▶ Document segment:

Thomas Friedman: Steal This Movie
"It’s clear to me that the war in Gaza was justified—no country can allow itself to be fired at with Qassam rockets—but I did not see many people pained by the loss of life on the Palestinian side," Eldar told the Israeli newspaper Haaretz. "Because we were so angry at Hamas, all the Israeli public wanted was to [expletive] Gaza. ... It wasn’t until after the incident of Dr. Abu al-Aish—the Gaza physician I spoke with on live TV immediately after a shell struck his house and caused the death of his daughters and he was shouting with grief and fear—that I discovered the [Israeli] silent majority that has compassion for people, including Palestinians. I found that many Israeli viewers shared my feelings." So Eldar finished the documentary about how Mohammed’s life was saved in Israel.
His raw film reflects the Middle East I know—one full of amazing compassion, even among enemies, and breathtaking cruelty, even among neighbors.
Stark Choices
You face a nasty choice over the Middle East. You can be "practical", you can be a "realist", and thus you can hate, despise, oppress, and kill the enemy, and fund others who do likewise; or you can look past the hatred and violence to those who have compassion even for the haters. Of course makes you an "anti-Semite" and a "supporter of terrorism", like Pres. Jimmy Carter and Judge Richard Goldstone. Of course, this is nothing to the choices that people on the ground have to make.
Hating is easy, and the rewards are obvious in personal self-satisfaction as well as in politics. Compassion is hard, and rarely receives any public reward. In any case, what does even a Nobel Peace Prize count against the fact that we do not have peace? No, if you want to follow the road of compassion, you have to be able to take compassion itself as your reward, and not look elsewhere.

▶ Data provided:
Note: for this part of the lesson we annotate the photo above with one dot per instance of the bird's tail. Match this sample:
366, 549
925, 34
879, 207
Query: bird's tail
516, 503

▶ Objective A: Reproduce the whole essay on compassion in the Middle East, word for word.
▶ Objective B: From the entries, extract each line that contains the string "tail". Case counts.

▶ Result A:
Thomas Friedman: Steal This Movie
"It’s clear to me that the war in Gaza was justified—no country can allow itself to be fired at with Qassam rockets—but I did not see many people pained by the loss of life on the Palestinian side," Eldar told the Israeli newspaper Haaretz. "Because we were so angry at Hamas, all the Israeli public wanted was to [expletive] Gaza. ... It wasn’t until after the incident of Dr. Abu al-Aish—the Gaza physician I spoke with on live TV immediately after a shell struck his house and caused the death of his daughters and he was shouting with grief and fear—that I discovered the [Israeli] silent majority that has compassion for people, including Palestinians. I found that many Israeli viewers shared my feelings." So Eldar finished the documentary about how Mohammed’s life was saved in Israel.
His raw film reflects the Middle East I know—one full of amazing compassion, even among enemies, and breathtaking cruelty, even among neighbors.
Stark Choices
You face a nasty choice over the Middle East. You can be "practical", you can be a "realist", and thus you can hate, despise, oppress, and kill the enemy, and fund others who do likewise; or you can look past the hatred and violence to those who have compassion even for the haters. Of course makes you an "anti-Semite" and a "supporter of terrorism", like Pres. Jimmy Carter and Judge Richard Goldstone. Of course, this is nothing to the choices that people on the ground have to make.
Hating is easy, and the rewards are obvious in personal self-satisfaction as well as in politics. Compassion is hard, and rarely receives any public reward. In any case, what does even a Nobel Peace Prize count against the fact that we do not have peace? No, if you want to follow the road of compassion, you have to be able to take compassion itself as your reward, and not look elsewhere.

▶ Result B:
Note: for this part of the lesson we annotate the photo above with one dot per instance of the bird's tail. Match this sample:
Query: bird's tail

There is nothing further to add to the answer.